**What you should do:**
Would you reproduce every one of the items below verbatim?

____________________

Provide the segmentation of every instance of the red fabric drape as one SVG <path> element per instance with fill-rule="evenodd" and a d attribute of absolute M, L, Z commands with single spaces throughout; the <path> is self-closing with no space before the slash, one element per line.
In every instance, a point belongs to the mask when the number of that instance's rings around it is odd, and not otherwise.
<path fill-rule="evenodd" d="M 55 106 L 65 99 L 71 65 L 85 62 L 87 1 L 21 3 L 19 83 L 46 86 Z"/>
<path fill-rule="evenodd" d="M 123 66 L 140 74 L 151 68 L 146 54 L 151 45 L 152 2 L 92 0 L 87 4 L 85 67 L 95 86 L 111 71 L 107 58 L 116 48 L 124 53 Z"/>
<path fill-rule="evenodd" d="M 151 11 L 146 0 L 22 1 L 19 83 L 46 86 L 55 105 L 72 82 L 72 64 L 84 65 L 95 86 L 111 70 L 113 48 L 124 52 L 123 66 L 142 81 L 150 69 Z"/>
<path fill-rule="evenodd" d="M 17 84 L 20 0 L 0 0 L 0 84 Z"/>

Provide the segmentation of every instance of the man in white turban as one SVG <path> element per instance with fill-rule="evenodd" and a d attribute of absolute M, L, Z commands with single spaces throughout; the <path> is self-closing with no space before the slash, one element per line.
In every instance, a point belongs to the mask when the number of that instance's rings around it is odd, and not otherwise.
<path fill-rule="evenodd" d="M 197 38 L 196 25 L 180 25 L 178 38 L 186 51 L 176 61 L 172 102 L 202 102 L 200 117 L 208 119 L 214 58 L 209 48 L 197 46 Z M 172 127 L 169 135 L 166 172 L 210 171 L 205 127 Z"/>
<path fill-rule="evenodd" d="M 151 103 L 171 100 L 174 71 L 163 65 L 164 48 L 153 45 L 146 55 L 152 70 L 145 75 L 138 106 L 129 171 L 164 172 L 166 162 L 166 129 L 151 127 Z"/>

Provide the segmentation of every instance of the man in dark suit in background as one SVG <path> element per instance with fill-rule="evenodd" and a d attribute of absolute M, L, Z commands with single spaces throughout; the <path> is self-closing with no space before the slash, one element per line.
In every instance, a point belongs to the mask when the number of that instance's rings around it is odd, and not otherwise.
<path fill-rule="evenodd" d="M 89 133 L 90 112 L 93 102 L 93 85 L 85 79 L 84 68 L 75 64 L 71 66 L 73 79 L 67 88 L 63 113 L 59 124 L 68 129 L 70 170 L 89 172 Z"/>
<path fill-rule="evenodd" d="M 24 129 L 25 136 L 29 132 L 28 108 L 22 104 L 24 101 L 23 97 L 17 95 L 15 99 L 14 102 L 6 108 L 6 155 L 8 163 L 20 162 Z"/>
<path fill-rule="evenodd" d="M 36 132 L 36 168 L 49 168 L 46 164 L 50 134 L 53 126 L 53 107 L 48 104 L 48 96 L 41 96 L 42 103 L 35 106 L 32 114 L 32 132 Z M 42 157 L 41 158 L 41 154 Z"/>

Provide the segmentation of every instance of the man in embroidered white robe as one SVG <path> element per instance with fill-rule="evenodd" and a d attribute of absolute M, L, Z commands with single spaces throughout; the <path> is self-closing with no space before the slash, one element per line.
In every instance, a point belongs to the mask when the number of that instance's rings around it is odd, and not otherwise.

____________________

**The completed task:**
Provide the segmentation of every instance of the red fabric drape as one SVG <path> element per instance with fill-rule="evenodd" and a d attribute of absolute M, L, Z commands with single spaces throughout; the <path> is self-closing with no space before the slash, one element per line.
In every instance, a point belongs to the mask when the number of that instance's rings around it is odd, and not otherwise.
<path fill-rule="evenodd" d="M 55 106 L 65 99 L 71 65 L 85 62 L 87 1 L 21 3 L 19 83 L 46 86 Z"/>
<path fill-rule="evenodd" d="M 123 66 L 140 74 L 151 68 L 146 54 L 151 45 L 152 2 L 92 0 L 87 4 L 85 67 L 95 86 L 111 71 L 107 58 L 116 48 L 124 53 Z"/>
<path fill-rule="evenodd" d="M 151 11 L 146 0 L 22 1 L 19 83 L 46 86 L 55 105 L 72 82 L 72 64 L 84 65 L 95 86 L 111 70 L 113 48 L 124 52 L 123 66 L 142 81 L 150 69 Z"/>
<path fill-rule="evenodd" d="M 17 84 L 20 0 L 0 0 L 0 84 Z"/>

Provide the segmentation of every instance of the man in white turban as one SVG <path> element per instance with fill-rule="evenodd" and a d attribute of absolute M, L, Z commands with single spaces throughout; the <path> is self-closing with no space before the slash, one element per line.
In every instance, a point belongs to the mask when the number of that instance's rings around it is odd, and not otherwise.
<path fill-rule="evenodd" d="M 197 38 L 196 25 L 180 25 L 178 38 L 186 51 L 176 61 L 172 102 L 202 102 L 200 117 L 208 119 L 214 58 L 209 48 L 197 46 Z M 172 127 L 169 135 L 166 172 L 210 171 L 205 127 Z"/>
<path fill-rule="evenodd" d="M 151 103 L 171 100 L 174 71 L 163 65 L 164 48 L 153 45 L 146 55 L 152 70 L 145 75 L 138 106 L 129 171 L 164 172 L 166 162 L 166 129 L 151 127 Z"/>

Provide the segmentation of every instance of the man in dark suit in background as one SVG <path> element per instance with fill-rule="evenodd" and a d attribute of absolute M, L, Z commands with single spaces throughout; the <path> is self-closing with no space before the slash, one element per line.
In every instance, a point belongs to the mask when the number of that instance's rings around it is odd, and not otherwise.
<path fill-rule="evenodd" d="M 89 133 L 90 112 L 93 102 L 93 85 L 85 79 L 84 68 L 75 64 L 71 66 L 73 79 L 67 88 L 63 113 L 59 124 L 68 129 L 70 170 L 89 172 Z"/>
<path fill-rule="evenodd" d="M 24 129 L 25 136 L 29 132 L 28 108 L 22 104 L 24 101 L 23 97 L 17 95 L 15 99 L 14 102 L 6 108 L 6 155 L 8 163 L 20 162 Z"/>
<path fill-rule="evenodd" d="M 36 132 L 36 168 L 49 168 L 46 164 L 50 134 L 53 126 L 53 107 L 48 104 L 48 96 L 41 96 L 42 103 L 35 106 L 32 114 L 32 132 Z M 42 157 L 41 158 L 41 154 Z"/>

Provide the segmentation of every instance of the man in embroidered white robe as one SVG <path> element per instance with fill-rule="evenodd" and a d attribute of absolute M, L, Z commands with single spaces throughout; the <path> is self-closing with no space before the slash, one element per line.
In every instance, a point belongs to the mask when the number of that instance's rings around it is odd, and not otherwise.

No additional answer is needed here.